### [本文抜粋]
* * * *
Sansanに入社したのは、「名刺」という独自性のある面白いデータを扱える環境があったことと、研究成果がすぐ世の中に反映されていくスピード感やスケール感に惹かれたことが大きな理由です。研究開発職は、先端技術を使って、世の中にない価値を社会に提案していける仕事だと思っています。人がまだ見えていない可能性を見せられる職種であり、一つの仕事で、大きくユーザー体験を変えていくことができます。ただ、何かを変えていくためには「塵も積もれば山となる」の精神で、地道な成果を積み重ねることも大切です。OCRエンジンの認識精度をコツコツと上げていくことや、改善し続けるための社内の開発体制構築など、そういった積み重ねが必要な仕事でもあります。
* * * *
### [出題 A]
エントリのうち、語「white」を含む行を探し出し、一行残らず書き写すこと。

### [記録データ]
* * * *
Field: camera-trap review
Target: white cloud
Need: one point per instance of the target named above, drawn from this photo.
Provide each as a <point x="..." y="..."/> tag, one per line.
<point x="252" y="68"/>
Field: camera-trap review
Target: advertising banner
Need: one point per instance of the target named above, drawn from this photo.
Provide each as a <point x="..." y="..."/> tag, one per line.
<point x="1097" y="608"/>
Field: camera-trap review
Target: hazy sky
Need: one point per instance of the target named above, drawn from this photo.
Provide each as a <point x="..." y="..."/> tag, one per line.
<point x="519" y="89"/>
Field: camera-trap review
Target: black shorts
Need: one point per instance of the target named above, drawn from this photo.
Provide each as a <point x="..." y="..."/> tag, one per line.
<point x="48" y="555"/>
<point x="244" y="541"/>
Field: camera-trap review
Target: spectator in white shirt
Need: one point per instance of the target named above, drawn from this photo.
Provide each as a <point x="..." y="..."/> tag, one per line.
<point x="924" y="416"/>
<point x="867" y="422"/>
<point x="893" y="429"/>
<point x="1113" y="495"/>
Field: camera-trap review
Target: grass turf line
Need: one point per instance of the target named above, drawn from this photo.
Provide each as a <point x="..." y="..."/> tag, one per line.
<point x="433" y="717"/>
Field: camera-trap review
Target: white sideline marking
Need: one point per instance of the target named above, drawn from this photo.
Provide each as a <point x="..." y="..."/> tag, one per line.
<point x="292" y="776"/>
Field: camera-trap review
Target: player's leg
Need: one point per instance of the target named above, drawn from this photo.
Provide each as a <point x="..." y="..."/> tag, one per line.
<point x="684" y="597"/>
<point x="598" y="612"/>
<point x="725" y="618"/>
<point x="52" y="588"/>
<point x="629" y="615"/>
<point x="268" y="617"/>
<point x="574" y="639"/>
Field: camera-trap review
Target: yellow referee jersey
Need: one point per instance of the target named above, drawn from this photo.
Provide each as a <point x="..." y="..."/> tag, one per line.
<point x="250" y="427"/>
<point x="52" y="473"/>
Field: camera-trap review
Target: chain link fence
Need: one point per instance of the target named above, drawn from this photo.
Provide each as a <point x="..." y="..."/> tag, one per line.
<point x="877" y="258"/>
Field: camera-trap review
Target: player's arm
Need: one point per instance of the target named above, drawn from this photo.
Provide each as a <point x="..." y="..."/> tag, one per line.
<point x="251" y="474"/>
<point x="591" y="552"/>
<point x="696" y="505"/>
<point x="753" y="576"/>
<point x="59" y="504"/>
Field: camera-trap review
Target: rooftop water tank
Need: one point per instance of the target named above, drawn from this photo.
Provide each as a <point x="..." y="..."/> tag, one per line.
* * * *
### [出題 B]
本文抜粋のうち「Sansanに入社したのは、」から始まり「ねが必要な仕事でもあります。」まで続く部分を、「名刺」を「請求書」に入れ替えて書き直すこと。

### [模範解答 A]
Target: white cloud
Target: spectator in white shirt
Target: white sideline marking

### [模範解答 B]
Sansanに入社したのは、「請求書」という独自性のある面白いデータを扱える環境があったことと、研究成果がすぐ世の中に反映されていくスピード感やスケール感に惹かれたことが大きな理由です。研究開発職は、先端技術を使って、世の中にない価値を社会に提案していける仕事だと思っています。人がまだ見えていない可能性を見せられる職種であり、一つの仕事で、大きくユーザー体験を変えていくことができます。ただ、何かを変えていくためには「塵も積もれば山となる」の精神で、地道な成果を積み重ねることも大切です。OCRエンジンの認識精度をコツコツと上げていくことや、改善し続けるための社内の開発体制構築など、そういった積み重ねが必要な仕事でもあります。